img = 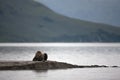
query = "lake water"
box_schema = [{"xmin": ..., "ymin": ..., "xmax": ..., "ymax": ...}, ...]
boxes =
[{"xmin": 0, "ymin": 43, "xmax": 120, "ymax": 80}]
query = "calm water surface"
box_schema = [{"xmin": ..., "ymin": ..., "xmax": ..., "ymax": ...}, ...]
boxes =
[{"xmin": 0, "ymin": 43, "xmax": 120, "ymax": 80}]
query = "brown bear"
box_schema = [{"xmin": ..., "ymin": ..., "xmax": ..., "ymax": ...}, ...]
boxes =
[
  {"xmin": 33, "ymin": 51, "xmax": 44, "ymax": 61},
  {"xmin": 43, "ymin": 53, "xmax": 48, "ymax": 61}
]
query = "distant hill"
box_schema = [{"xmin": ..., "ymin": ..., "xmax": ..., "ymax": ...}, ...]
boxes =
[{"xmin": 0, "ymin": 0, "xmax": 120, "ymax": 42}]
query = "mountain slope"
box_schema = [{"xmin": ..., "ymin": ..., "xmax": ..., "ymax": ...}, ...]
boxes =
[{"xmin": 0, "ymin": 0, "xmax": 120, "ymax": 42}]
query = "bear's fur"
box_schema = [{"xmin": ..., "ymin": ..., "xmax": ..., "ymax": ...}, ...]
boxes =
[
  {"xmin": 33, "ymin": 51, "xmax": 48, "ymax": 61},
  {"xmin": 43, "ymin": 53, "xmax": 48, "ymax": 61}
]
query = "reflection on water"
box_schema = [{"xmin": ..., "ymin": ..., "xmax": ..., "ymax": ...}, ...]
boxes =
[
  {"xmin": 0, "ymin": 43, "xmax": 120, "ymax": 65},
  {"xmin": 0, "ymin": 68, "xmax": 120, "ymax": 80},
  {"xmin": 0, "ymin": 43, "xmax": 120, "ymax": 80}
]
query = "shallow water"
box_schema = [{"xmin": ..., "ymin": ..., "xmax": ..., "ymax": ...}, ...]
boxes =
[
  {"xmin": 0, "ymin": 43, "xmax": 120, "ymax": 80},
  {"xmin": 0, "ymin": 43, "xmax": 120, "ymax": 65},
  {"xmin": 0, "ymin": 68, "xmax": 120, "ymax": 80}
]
--
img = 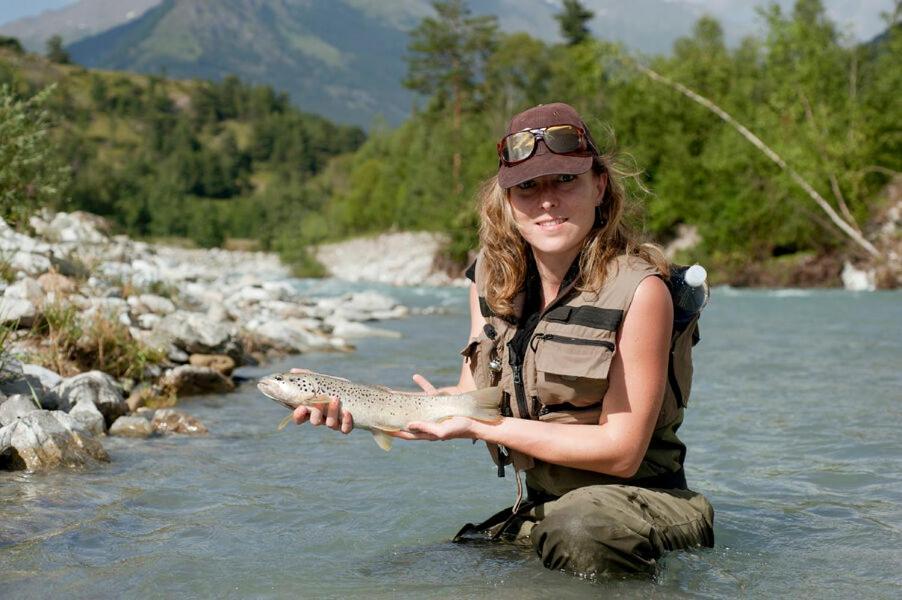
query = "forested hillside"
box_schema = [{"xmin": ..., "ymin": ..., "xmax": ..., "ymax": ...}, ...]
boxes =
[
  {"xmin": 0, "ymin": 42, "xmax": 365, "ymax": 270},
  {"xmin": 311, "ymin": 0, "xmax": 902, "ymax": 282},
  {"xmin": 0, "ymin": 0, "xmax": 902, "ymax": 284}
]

-- Aim --
How many lines of the material above contain the string "query"? Reply with the number alone.

-- Task response --
9